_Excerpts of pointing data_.
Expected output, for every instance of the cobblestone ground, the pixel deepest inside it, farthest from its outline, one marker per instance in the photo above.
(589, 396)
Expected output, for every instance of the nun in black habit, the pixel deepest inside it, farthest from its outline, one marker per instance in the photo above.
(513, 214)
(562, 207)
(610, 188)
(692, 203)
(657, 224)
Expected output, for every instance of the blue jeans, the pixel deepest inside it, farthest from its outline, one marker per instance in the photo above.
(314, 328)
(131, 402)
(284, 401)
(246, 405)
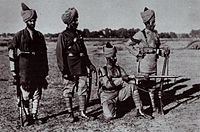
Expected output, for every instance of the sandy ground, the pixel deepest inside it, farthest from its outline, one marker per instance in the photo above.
(180, 98)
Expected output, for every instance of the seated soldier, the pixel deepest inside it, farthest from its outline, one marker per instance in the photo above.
(115, 85)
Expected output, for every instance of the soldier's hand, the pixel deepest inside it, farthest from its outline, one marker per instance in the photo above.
(65, 76)
(125, 78)
(92, 68)
(146, 77)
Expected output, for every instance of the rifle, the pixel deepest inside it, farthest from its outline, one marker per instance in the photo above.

_Set task_. Arrange the lines of the listing above as a numbered list, from the line containing "Expected output, for every instance of the sandy" through the end of the listing, leaving out any blank lines.

_The completed task_.
1. Expected output, for every instance of the sandy ground, the pixel deepest inside it, farthest from its outline, one marker per instance in the photo above.
2. (180, 98)
3. Expected output, for every instance of the seated soldier, the pixel deepest inside it, farthest from its outline, one marker per instance in the photo above.
4. (115, 85)
5. Expected output, for every instance of the soldier's hand, the pixel deepest inside it, farthest from its outline, one marker per instance in the photo above.
6. (65, 76)
7. (125, 78)
8. (92, 68)
9. (146, 77)
10. Expected output, for every instance of the rifle, the pixel deepest inside it, farthest from its outline, one marker per instance in the photo above.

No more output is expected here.